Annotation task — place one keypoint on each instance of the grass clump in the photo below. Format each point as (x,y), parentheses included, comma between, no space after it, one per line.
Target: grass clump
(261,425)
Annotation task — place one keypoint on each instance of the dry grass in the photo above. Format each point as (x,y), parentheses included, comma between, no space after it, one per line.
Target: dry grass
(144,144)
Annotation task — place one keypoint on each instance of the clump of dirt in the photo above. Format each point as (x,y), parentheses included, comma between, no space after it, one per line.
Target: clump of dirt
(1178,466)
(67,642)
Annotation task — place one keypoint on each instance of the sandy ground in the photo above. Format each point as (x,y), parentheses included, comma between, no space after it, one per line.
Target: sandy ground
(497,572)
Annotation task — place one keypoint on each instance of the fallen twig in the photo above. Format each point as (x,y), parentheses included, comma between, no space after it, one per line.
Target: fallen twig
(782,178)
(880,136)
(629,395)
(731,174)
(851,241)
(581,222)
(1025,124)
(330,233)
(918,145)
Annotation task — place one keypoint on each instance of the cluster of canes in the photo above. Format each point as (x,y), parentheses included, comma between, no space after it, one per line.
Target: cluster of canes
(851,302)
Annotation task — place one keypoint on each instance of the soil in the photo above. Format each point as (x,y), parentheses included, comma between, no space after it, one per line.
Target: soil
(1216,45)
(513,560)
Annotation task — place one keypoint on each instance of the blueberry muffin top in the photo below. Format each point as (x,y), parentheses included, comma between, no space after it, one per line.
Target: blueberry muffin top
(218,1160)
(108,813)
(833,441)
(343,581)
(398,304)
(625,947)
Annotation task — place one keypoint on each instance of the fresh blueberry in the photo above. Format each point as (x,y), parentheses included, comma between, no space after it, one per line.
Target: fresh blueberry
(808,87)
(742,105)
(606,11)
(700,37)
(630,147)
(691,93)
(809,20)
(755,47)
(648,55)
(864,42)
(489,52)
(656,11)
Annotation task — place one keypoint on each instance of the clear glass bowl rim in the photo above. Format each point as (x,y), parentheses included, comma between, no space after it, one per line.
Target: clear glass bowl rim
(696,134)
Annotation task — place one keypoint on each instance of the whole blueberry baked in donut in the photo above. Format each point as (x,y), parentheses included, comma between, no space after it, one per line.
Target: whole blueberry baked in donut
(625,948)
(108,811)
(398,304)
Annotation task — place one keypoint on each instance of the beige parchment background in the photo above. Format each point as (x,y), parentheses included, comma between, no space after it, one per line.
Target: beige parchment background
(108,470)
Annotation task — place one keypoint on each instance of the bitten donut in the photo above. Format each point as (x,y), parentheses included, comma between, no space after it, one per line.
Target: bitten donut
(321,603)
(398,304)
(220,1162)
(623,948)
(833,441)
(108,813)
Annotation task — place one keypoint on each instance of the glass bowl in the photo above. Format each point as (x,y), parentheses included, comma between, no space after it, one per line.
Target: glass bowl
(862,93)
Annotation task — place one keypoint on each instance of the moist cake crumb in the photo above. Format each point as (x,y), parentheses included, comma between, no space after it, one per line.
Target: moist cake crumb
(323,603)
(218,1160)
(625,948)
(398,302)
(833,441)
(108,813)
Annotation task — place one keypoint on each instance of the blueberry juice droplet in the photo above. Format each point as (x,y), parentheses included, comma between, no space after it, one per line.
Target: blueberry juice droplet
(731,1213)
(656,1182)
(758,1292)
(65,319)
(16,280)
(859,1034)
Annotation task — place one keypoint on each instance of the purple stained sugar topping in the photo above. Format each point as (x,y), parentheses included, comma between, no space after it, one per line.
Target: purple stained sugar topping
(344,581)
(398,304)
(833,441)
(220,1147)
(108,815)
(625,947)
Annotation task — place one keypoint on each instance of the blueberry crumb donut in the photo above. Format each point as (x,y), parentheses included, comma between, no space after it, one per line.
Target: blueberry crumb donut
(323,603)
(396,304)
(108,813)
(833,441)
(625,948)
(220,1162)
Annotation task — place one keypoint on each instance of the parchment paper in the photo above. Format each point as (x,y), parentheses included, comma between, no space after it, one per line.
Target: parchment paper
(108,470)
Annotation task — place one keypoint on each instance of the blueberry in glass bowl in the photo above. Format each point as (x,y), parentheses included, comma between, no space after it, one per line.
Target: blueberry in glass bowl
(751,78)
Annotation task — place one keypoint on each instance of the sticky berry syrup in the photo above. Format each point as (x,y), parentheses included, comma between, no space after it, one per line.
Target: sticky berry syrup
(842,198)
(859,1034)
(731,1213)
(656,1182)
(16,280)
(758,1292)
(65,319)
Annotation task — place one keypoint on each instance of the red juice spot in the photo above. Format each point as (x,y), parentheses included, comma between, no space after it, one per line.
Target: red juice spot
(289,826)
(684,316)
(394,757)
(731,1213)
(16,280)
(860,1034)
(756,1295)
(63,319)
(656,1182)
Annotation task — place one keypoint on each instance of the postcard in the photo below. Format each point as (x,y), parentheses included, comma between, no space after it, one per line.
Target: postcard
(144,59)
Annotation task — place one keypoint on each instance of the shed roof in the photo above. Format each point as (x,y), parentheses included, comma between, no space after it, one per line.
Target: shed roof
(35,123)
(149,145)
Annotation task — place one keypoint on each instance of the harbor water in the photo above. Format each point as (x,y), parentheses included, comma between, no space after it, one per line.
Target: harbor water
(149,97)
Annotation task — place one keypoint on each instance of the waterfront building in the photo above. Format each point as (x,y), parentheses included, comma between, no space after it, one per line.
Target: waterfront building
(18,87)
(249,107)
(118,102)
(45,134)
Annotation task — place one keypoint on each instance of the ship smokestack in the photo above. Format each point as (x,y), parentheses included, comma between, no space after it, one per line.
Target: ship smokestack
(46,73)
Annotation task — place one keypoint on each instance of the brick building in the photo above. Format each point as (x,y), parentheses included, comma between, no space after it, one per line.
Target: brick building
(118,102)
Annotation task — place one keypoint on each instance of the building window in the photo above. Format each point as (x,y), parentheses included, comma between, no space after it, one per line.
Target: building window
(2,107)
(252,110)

• _WHAT IS BEING ASKED_: Print nothing but the lines from the line with "of the brick" to the last line of the records above. Both of those lines count.

• _EXPECTED ANSWER_:
Annotation task — place one keypoint on each instance of the brick building in the photo above. Format each point as (x,y), parentheses included, comma between, no space after it, one per line.
Target: brick building
(118,102)
Annotation task — place one keypoint on each instance of the building window in the photo above. Format each point as (x,y), parentheses included, comma between, no space after it, one per line.
Target: building window
(2,107)
(252,110)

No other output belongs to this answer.